■ Opdracht
Vat het tekstfragment over de gedragscode voor volksvertegenwoordigers samen in twee zinnen.

■ Tekstfragment
De volksvertegenwoordiging stelt zowel voor de eigen leden als voor de dagelijkse bestuurders (voorzitter en overige leden van het dagelijks bestuur) een gedragscode vast. Dat is zo vastgelegd in de Provinciewet/Gemeentewet/Waterschapswet. De gedragscode is een richtsnoer voor het handelen van individuele politieke ambtsdragers en heeft tot doel hen te ondersteunen bij de invulling van hun verantwoordelijkheid voor de integriteit van het openbaar bestuur. Voor de volksvertegenwoordigers is er naast die voor de voorzitter/dagelijkse bestuurders een eigen afzonderlijke gedragscode. Onderhavige gedragscode heeft betrekking op de volksvertegenwoordigers: raadsleden/statenleden/leden van het algemeen bestuur van een waterschap. Veel bepalingen zijn voor de volksvertegenwoordigers en de dagelijkse bestuurders gelijk. Er zijn ook verschillen. Die hebben te maken met de staatsrechtelijke posities, bevoegdheden en met de voor hen geldende wettelijke (integriteits)regels.

 

Het rechtskarakter van de gedragscode is dat van een interne regeling, als nadere invulling en concretisering van de wettelijke regels. De gedragscode bevat in aanvulling op wettelijke regels gedragsnormen en regels over procedures die de transparantie van het handelen van politieke ambtsdragers evenals van de besluitvorming over en de naleving van de normen vergroten. Zij vormt een beoordelingskader en leidraad bij twijfel, vragen en discussies. Het voorschrijven van een gedragsregel die afwijkt of verder gaat dan een dwingendrechtelijke wettelijke regeling is niet mogelijk. Nemen provincies, gemeenten of waterschappen contra legem constructies op in de gedragscode dan kunnen die gemakkelijk weer zelf aanleiding zijn voor integriteitsproblemen.

■ Gegevens
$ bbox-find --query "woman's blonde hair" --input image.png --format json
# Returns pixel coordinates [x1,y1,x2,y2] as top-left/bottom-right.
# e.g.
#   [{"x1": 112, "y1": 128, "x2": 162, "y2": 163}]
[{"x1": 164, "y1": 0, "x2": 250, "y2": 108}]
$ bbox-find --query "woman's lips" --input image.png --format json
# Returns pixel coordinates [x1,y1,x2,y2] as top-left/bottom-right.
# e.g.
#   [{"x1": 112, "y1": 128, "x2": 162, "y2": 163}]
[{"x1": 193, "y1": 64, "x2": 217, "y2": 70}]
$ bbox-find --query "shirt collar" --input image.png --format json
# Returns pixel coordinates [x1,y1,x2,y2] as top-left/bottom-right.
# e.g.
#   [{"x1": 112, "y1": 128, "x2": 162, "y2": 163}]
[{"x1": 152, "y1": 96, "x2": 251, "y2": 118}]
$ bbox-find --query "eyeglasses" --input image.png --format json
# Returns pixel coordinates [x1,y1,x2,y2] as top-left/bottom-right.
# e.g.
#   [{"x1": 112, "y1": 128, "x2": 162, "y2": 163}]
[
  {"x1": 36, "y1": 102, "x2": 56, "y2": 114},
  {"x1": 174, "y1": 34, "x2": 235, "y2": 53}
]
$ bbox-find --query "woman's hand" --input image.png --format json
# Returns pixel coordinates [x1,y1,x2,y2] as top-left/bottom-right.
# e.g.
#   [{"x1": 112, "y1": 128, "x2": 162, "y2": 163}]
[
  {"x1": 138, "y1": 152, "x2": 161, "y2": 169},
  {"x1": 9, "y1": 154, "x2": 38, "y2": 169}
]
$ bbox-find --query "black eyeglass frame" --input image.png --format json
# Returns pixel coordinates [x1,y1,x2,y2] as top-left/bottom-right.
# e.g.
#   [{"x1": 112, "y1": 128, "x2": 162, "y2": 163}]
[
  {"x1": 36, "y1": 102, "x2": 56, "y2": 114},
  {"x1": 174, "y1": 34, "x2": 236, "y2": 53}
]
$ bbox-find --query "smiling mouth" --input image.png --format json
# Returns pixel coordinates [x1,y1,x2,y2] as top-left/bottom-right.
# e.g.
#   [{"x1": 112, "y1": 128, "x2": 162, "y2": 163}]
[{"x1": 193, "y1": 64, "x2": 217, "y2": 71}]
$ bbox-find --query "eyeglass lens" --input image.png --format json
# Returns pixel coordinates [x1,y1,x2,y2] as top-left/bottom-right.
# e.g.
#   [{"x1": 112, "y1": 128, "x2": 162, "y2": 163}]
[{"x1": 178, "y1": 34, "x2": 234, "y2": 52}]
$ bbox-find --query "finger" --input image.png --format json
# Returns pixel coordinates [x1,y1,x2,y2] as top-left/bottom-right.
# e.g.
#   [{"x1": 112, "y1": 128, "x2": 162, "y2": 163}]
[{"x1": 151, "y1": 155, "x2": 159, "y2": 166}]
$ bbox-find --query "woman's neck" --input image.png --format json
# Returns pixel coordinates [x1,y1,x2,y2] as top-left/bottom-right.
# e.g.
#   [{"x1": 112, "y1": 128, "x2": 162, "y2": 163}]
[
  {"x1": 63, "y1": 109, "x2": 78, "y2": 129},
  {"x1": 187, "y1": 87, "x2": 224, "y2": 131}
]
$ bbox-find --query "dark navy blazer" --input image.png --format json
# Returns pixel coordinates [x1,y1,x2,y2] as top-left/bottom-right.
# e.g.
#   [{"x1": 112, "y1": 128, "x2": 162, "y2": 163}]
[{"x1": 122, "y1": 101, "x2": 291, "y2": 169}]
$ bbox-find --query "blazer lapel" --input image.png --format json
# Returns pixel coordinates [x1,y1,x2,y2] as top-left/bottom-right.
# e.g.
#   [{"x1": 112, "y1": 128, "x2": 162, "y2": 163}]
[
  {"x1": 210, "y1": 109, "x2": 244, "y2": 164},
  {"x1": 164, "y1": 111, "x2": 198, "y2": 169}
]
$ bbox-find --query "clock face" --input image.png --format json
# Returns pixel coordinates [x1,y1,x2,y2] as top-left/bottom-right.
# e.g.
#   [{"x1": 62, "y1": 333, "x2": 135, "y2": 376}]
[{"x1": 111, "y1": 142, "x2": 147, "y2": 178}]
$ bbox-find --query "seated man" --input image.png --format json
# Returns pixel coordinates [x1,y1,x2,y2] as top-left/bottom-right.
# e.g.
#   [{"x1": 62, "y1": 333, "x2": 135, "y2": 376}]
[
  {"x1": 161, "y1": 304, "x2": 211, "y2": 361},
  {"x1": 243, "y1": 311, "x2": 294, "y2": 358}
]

■ Antwoord
De volksvertegenwoordiging is wettelijk verplicht een gedragscode vast te stellen, die als richtsnoer politieke ambtsdragers ondersteunt bij hun verantwoordelijkheid voor de integriteit van het openbaar bestuur; deze code geldt voor raadsleden, statenleden en leden van het algemeen bestuur van een waterschap. Als interne regeling vult de code de wettelijke regels aan met gedragsnormen en procedures die de transparantie vergroten, maar een gedragsregel die afwijkt van of verder gaat dan een dwingendrechtelijke wettelijke regeling is niet mogelijk.